• **Aim**:
Pick out every line in the entries below that contains the word "pillow" and copy each of those lines.

[Data records]
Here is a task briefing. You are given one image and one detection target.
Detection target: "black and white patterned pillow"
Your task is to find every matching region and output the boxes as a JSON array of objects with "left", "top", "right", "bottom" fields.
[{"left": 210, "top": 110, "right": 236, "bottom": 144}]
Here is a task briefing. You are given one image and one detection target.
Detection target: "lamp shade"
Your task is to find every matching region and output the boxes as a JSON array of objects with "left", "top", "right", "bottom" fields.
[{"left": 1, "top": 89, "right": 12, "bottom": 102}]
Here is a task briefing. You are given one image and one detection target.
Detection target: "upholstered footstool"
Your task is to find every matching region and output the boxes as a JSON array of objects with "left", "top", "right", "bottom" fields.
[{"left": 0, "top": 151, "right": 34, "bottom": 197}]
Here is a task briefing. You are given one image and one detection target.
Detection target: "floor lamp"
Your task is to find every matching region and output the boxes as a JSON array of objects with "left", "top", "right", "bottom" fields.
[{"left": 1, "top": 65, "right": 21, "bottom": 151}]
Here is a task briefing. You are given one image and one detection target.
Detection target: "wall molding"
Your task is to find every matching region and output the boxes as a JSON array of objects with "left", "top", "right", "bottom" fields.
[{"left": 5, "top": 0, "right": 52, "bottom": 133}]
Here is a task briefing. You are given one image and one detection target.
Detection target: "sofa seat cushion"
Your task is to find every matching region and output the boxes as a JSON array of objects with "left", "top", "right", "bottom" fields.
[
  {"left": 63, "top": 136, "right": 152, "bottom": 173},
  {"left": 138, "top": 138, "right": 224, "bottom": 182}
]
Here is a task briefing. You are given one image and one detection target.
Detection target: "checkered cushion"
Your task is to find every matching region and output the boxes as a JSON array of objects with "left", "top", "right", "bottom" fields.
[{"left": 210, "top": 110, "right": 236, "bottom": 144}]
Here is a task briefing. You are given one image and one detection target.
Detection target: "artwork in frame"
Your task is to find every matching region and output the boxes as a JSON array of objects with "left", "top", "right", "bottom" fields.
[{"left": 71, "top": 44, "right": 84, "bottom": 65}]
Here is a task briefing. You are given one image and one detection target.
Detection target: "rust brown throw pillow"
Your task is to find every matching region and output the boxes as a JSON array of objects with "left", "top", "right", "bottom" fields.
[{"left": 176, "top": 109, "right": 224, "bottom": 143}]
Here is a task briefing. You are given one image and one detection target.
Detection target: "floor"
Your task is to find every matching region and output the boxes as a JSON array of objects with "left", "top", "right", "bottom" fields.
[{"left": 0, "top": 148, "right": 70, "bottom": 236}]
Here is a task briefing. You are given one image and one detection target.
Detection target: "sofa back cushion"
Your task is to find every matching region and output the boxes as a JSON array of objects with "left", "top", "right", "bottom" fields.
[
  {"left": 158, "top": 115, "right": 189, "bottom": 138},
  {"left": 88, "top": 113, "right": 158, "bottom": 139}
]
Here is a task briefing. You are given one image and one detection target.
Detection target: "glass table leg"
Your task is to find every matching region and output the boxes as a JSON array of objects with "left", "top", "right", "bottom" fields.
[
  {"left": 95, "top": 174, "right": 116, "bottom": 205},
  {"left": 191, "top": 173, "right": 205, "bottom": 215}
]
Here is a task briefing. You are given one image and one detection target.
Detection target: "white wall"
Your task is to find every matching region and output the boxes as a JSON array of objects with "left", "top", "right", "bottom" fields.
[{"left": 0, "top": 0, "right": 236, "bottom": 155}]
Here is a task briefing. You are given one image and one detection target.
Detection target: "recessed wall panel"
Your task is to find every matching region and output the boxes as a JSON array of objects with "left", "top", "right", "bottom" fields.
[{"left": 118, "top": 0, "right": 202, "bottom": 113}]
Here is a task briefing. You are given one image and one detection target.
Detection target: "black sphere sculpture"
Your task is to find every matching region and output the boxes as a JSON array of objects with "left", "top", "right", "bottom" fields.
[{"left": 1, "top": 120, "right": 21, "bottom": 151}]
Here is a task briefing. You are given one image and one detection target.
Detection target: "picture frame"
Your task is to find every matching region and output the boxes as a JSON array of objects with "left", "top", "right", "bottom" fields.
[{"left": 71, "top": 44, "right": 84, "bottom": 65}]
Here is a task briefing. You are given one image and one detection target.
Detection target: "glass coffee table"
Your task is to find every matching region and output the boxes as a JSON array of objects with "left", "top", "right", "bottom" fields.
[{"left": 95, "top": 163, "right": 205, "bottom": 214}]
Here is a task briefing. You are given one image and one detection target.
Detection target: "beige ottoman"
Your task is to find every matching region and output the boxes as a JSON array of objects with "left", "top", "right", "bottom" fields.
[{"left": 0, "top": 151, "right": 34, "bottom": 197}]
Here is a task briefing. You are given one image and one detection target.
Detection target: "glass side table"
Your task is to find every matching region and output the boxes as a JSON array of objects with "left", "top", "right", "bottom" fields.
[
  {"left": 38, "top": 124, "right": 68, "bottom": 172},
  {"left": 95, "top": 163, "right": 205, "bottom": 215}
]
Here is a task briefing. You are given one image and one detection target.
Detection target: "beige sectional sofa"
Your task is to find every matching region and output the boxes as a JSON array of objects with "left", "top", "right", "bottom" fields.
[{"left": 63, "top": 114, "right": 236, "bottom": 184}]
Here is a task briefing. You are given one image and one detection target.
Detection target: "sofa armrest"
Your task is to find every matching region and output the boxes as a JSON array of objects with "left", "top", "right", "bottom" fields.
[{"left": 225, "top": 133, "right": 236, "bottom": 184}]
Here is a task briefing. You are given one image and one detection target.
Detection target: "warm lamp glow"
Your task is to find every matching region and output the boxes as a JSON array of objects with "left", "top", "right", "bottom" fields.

• **Right answer**:
Detection target: "black and white patterned pillow"
Detection target: "rust brown throw pillow"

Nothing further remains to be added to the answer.